Extracted records:
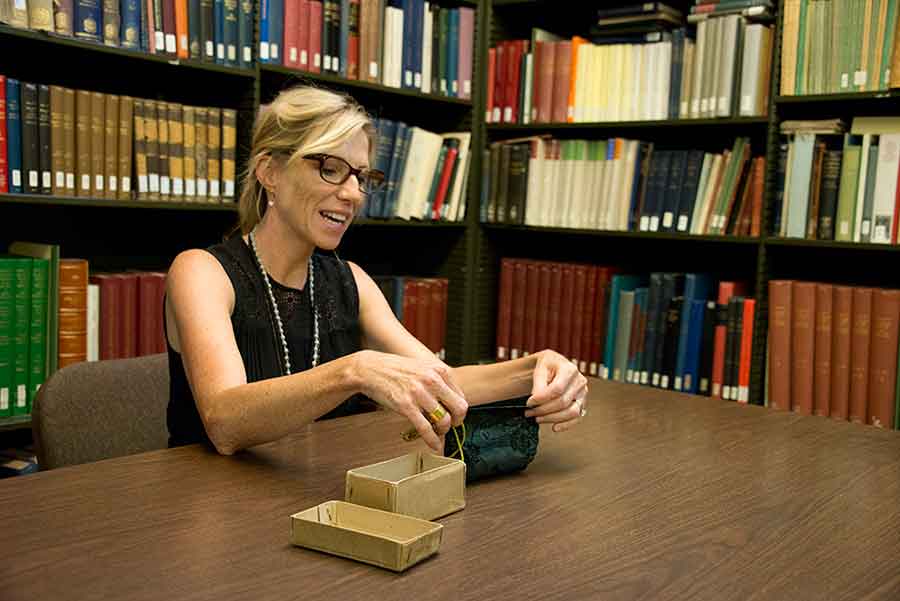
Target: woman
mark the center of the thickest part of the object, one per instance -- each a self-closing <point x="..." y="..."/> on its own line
<point x="266" y="335"/>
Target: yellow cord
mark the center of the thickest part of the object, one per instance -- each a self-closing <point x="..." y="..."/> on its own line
<point x="459" y="444"/>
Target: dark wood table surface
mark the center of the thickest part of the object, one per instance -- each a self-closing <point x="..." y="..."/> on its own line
<point x="655" y="496"/>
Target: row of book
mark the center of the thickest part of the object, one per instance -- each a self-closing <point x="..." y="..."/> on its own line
<point x="53" y="313"/>
<point x="399" y="43"/>
<point x="668" y="75"/>
<point x="663" y="329"/>
<point x="625" y="185"/>
<point x="834" y="184"/>
<point x="839" y="46"/>
<point x="833" y="351"/>
<point x="213" y="31"/>
<point x="425" y="173"/>
<point x="421" y="306"/>
<point x="69" y="142"/>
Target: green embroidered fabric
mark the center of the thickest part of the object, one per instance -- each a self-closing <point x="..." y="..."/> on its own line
<point x="499" y="439"/>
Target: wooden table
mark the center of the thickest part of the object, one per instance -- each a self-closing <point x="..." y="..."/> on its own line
<point x="656" y="496"/>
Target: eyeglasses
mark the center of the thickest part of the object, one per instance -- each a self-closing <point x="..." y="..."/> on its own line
<point x="336" y="170"/>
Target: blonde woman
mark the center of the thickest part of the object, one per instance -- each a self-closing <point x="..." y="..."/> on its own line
<point x="266" y="335"/>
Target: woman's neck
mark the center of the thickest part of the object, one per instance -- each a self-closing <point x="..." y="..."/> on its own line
<point x="283" y="255"/>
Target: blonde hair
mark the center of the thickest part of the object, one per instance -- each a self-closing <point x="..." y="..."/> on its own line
<point x="301" y="120"/>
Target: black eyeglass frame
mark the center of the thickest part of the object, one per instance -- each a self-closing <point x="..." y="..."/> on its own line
<point x="351" y="170"/>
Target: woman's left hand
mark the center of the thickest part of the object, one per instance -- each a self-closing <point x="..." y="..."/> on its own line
<point x="558" y="392"/>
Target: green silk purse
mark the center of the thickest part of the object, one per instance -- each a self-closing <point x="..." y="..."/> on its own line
<point x="499" y="439"/>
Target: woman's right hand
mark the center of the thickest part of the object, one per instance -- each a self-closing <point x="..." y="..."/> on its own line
<point x="413" y="388"/>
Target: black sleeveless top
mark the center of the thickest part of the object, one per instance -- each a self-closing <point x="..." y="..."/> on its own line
<point x="255" y="331"/>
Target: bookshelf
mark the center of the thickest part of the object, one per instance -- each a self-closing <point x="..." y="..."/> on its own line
<point x="757" y="260"/>
<point x="118" y="235"/>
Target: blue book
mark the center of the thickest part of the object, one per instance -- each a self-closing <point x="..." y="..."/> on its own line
<point x="88" y="20"/>
<point x="345" y="38"/>
<point x="130" y="29"/>
<point x="696" y="287"/>
<point x="231" y="32"/>
<point x="620" y="283"/>
<point x="453" y="53"/>
<point x="401" y="159"/>
<point x="695" y="339"/>
<point x="13" y="135"/>
<point x="654" y="307"/>
<point x="245" y="33"/>
<point x="276" y="31"/>
<point x="393" y="178"/>
<point x="219" y="30"/>
<point x="383" y="156"/>
<point x="264" y="31"/>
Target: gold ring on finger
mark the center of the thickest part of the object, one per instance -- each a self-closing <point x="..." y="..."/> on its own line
<point x="437" y="415"/>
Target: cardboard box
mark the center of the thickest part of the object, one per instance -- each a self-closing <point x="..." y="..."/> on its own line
<point x="419" y="484"/>
<point x="380" y="538"/>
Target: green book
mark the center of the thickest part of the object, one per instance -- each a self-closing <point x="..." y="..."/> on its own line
<point x="7" y="276"/>
<point x="50" y="253"/>
<point x="883" y="79"/>
<point x="37" y="350"/>
<point x="21" y="323"/>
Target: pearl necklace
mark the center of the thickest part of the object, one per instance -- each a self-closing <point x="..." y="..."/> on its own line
<point x="312" y="302"/>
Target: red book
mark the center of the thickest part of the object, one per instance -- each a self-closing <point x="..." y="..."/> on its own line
<point x="315" y="36"/>
<point x="567" y="307"/>
<point x="504" y="308"/>
<point x="531" y="307"/>
<point x="587" y="331"/>
<point x="110" y="314"/>
<point x="554" y="308"/>
<point x="4" y="183"/>
<point x="726" y="291"/>
<point x="883" y="358"/>
<point x="824" y="329"/>
<point x="842" y="313"/>
<point x="517" y="331"/>
<point x="129" y="306"/>
<point x="444" y="287"/>
<point x="491" y="82"/>
<point x="410" y="306"/>
<point x="746" y="350"/>
<point x="444" y="183"/>
<point x="353" y="42"/>
<point x="543" y="314"/>
<point x="291" y="33"/>
<point x="499" y="103"/>
<point x="303" y="35"/>
<point x="803" y="347"/>
<point x="580" y="273"/>
<point x="860" y="338"/>
<point x="780" y="316"/>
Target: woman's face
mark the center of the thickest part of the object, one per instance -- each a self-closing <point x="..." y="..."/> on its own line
<point x="318" y="211"/>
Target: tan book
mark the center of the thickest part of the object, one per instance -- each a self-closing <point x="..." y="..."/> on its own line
<point x="57" y="140"/>
<point x="98" y="156"/>
<point x="40" y="14"/>
<point x="83" y="143"/>
<point x="140" y="151"/>
<point x="162" y="124"/>
<point x="126" y="136"/>
<point x="176" y="151"/>
<point x="69" y="139"/>
<point x="229" y="144"/>
<point x="214" y="157"/>
<point x="151" y="148"/>
<point x="111" y="147"/>
<point x="190" y="161"/>
<point x="200" y="152"/>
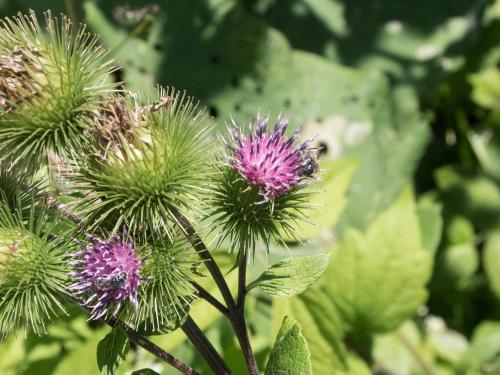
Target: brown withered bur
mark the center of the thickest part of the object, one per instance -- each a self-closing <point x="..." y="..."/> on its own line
<point x="115" y="120"/>
<point x="16" y="79"/>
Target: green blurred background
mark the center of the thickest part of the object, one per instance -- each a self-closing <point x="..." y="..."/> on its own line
<point x="400" y="93"/>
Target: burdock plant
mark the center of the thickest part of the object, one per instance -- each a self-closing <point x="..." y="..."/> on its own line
<point x="147" y="181"/>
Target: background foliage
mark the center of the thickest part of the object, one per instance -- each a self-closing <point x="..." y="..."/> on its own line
<point x="405" y="97"/>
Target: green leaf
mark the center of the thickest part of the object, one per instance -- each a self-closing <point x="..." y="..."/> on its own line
<point x="458" y="262"/>
<point x="328" y="204"/>
<point x="484" y="344"/>
<point x="203" y="315"/>
<point x="473" y="195"/>
<point x="390" y="352"/>
<point x="112" y="350"/>
<point x="491" y="262"/>
<point x="322" y="330"/>
<point x="145" y="371"/>
<point x="377" y="279"/>
<point x="431" y="224"/>
<point x="290" y="354"/>
<point x="291" y="276"/>
<point x="81" y="360"/>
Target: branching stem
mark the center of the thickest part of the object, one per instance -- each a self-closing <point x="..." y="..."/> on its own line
<point x="236" y="311"/>
<point x="151" y="347"/>
<point x="206" y="349"/>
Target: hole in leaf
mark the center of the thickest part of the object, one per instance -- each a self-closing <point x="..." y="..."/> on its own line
<point x="118" y="74"/>
<point x="213" y="111"/>
<point x="322" y="149"/>
<point x="215" y="60"/>
<point x="235" y="82"/>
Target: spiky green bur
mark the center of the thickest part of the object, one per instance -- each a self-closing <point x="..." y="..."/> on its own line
<point x="162" y="166"/>
<point x="32" y="276"/>
<point x="239" y="213"/>
<point x="166" y="290"/>
<point x="51" y="77"/>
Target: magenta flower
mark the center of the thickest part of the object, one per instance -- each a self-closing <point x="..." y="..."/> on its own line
<point x="268" y="159"/>
<point x="107" y="273"/>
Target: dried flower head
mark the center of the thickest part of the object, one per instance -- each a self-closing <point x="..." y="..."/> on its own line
<point x="52" y="75"/>
<point x="268" y="159"/>
<point x="33" y="262"/>
<point x="15" y="81"/>
<point x="107" y="274"/>
<point x="163" y="167"/>
<point x="117" y="119"/>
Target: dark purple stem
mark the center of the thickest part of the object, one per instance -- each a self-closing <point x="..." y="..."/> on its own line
<point x="236" y="311"/>
<point x="151" y="347"/>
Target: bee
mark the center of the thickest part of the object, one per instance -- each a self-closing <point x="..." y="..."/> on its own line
<point x="309" y="166"/>
<point x="111" y="283"/>
<point x="160" y="103"/>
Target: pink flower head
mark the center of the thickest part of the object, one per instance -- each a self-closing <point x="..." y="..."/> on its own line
<point x="107" y="273"/>
<point x="268" y="159"/>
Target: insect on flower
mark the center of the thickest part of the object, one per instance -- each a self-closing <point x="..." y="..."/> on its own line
<point x="107" y="274"/>
<point x="268" y="159"/>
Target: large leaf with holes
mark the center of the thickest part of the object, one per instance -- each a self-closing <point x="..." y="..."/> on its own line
<point x="377" y="279"/>
<point x="235" y="64"/>
<point x="291" y="276"/>
<point x="112" y="350"/>
<point x="329" y="198"/>
<point x="417" y="42"/>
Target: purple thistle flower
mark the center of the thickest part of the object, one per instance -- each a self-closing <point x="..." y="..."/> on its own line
<point x="107" y="273"/>
<point x="269" y="160"/>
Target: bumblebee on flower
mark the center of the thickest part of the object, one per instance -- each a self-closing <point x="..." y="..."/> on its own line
<point x="107" y="274"/>
<point x="269" y="160"/>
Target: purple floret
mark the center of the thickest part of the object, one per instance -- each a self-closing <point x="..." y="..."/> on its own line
<point x="107" y="274"/>
<point x="268" y="159"/>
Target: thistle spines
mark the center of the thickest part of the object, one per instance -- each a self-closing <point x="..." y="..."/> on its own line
<point x="45" y="107"/>
<point x="161" y="165"/>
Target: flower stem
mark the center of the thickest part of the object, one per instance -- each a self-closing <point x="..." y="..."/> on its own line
<point x="205" y="255"/>
<point x="151" y="347"/>
<point x="206" y="349"/>
<point x="236" y="313"/>
<point x="238" y="320"/>
<point x="202" y="293"/>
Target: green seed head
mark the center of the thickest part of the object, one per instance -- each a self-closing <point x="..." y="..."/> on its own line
<point x="166" y="291"/>
<point x="238" y="213"/>
<point x="51" y="77"/>
<point x="157" y="165"/>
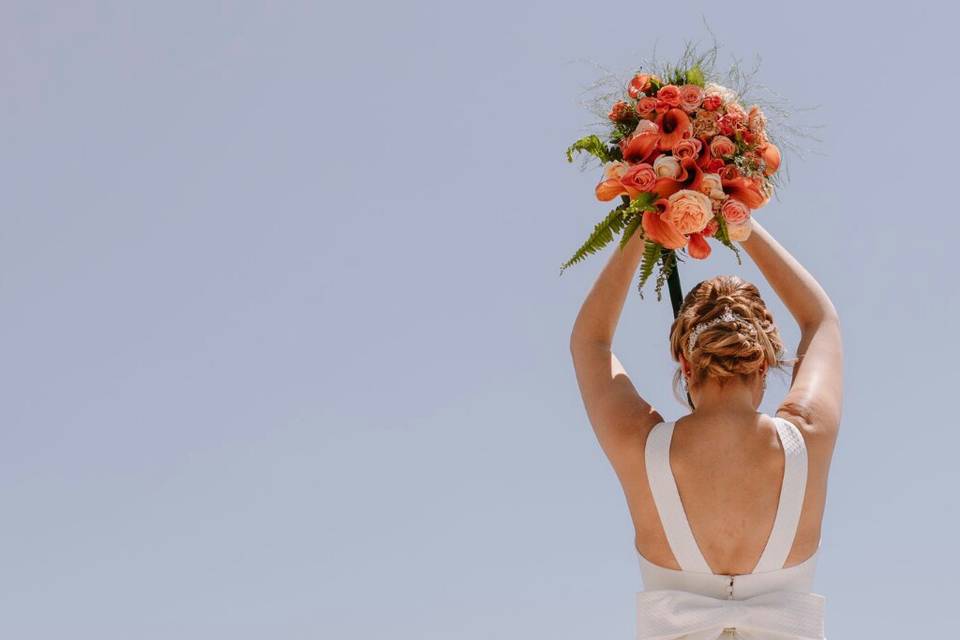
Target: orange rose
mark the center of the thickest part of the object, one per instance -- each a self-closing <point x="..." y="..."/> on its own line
<point x="689" y="211"/>
<point x="660" y="230"/>
<point x="734" y="211"/>
<point x="638" y="178"/>
<point x="646" y="105"/>
<point x="670" y="94"/>
<point x="711" y="229"/>
<point x="639" y="84"/>
<point x="688" y="147"/>
<point x="691" y="96"/>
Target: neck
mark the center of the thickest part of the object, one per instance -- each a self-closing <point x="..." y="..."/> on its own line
<point x="734" y="398"/>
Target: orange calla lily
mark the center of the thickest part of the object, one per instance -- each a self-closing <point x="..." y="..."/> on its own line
<point x="639" y="147"/>
<point x="691" y="177"/>
<point x="674" y="126"/>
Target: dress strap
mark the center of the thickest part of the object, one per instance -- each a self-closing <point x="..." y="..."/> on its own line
<point x="792" y="492"/>
<point x="663" y="485"/>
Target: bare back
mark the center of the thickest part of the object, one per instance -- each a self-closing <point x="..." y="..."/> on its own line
<point x="729" y="477"/>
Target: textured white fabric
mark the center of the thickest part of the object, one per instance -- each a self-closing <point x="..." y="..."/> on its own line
<point x="772" y="602"/>
<point x="665" y="494"/>
<point x="671" y="615"/>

SET PROBLEM -
Reproduce the lines from the one containing "Target: orange rose" through the last line, substituting "widest part" for every occurrence of "thickest part" and changing nothing else.

THE ANSWER -
Target: orange rose
mark the center of the widest part of the object, one per instance -- each a self-closing <point x="..." y="..."/> on its own line
<point x="689" y="211"/>
<point x="660" y="230"/>
<point x="734" y="211"/>
<point x="638" y="178"/>
<point x="646" y="105"/>
<point x="670" y="94"/>
<point x="711" y="229"/>
<point x="639" y="84"/>
<point x="688" y="147"/>
<point x="691" y="96"/>
Target: neck
mark the center of the widest part of the object, one per instance -- each a self-closing <point x="..." y="..."/> on its own line
<point x="734" y="398"/>
Target: orange calla lily
mark the center of the widest part of the object, one per instance -- each a self-closing <point x="..." y="..."/> on its own line
<point x="639" y="147"/>
<point x="691" y="177"/>
<point x="674" y="126"/>
Target: dress strap
mark the center of the widest part of the object, one per instance -- each a self-closing <point x="..." y="..."/> on its own line
<point x="792" y="492"/>
<point x="663" y="485"/>
Target: bare back
mark the center of the widest part of the object, one per instance -- each a self-closing <point x="..." y="..."/> on its own line
<point x="729" y="477"/>
Target: textured white fabric
mark the center of the widest part of the object, one per instance -- each a self-closing <point x="..." y="..."/> on its own line
<point x="772" y="602"/>
<point x="665" y="494"/>
<point x="671" y="615"/>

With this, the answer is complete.